**EXERCISE DESCRIPTION**
Once you find the line containing "written like (259,49)." in the data below, copy it and each following line exactly, up to and including the line containing "written like (243,237).", and nothing else.

**DATA IN THIS EXERCISE**
-*-
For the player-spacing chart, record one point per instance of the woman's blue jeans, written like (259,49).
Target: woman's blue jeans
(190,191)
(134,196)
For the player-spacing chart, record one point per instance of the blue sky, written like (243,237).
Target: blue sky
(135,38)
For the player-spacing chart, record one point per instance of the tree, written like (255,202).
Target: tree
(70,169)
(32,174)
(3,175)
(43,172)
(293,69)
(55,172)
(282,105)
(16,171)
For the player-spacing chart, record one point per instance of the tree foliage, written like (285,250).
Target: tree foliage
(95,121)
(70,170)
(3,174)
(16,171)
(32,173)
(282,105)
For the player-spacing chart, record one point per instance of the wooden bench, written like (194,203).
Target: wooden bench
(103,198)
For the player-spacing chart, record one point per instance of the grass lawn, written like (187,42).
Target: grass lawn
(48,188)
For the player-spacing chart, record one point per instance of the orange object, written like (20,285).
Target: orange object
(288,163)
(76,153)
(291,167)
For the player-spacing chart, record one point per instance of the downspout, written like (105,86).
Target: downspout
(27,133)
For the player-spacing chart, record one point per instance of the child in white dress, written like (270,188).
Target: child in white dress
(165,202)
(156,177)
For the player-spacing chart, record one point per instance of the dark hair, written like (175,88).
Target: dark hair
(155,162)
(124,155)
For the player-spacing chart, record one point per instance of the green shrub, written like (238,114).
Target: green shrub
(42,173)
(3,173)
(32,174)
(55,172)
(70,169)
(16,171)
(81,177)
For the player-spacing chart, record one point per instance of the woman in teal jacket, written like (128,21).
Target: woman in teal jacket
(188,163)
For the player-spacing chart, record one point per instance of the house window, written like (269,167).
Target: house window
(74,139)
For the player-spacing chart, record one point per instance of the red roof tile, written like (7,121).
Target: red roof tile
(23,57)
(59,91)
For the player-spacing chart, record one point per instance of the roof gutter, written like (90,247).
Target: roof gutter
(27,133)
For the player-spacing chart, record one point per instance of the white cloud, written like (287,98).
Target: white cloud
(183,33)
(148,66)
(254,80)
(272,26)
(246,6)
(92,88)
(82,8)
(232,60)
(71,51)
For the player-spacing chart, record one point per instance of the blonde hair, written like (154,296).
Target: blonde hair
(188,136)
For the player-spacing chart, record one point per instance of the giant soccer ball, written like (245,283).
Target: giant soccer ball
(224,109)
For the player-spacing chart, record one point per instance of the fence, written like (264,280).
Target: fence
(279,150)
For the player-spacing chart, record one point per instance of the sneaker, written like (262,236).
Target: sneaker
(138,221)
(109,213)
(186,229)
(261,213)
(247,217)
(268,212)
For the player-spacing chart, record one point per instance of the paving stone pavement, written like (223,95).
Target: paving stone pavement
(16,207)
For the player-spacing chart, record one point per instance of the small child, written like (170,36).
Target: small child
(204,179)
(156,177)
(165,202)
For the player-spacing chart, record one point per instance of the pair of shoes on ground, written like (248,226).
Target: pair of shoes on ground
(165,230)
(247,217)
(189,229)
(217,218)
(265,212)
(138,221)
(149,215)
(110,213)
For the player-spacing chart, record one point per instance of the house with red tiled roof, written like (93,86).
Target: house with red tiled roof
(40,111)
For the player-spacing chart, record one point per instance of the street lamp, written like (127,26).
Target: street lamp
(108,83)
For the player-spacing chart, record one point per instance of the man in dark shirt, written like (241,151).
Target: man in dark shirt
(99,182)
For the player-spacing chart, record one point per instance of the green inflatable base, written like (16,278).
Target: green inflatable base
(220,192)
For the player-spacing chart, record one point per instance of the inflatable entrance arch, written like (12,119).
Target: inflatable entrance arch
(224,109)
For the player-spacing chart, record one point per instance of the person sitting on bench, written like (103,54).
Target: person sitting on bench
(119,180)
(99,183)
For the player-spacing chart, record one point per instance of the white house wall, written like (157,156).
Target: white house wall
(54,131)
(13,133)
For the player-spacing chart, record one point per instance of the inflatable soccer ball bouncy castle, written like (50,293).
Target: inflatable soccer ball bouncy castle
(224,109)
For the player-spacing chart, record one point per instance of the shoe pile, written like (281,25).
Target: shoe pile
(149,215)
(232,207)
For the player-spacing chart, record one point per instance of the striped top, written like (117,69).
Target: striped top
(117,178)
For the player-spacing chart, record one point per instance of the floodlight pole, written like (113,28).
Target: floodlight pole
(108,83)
-*-
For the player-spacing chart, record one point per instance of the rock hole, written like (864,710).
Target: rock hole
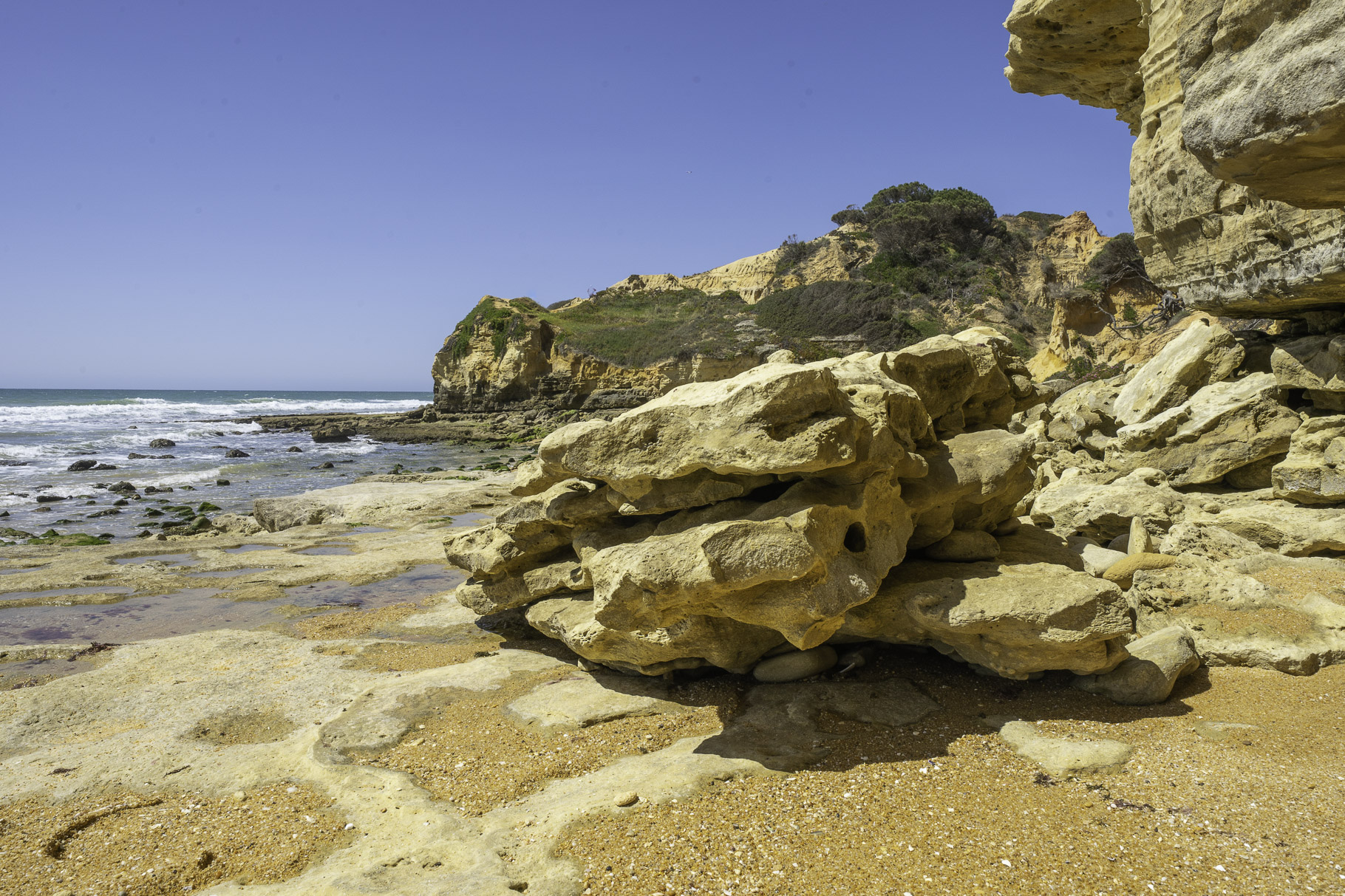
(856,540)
-*-
**RESPONSE AREA**
For the player-spacing chart, record one point per instance of the woman's blue jeans, written like (259,49).
Target: woman's blue jeans
(190,191)
(134,196)
For the player-spacing chart, record one point per instance of the blue sky, written like (243,237).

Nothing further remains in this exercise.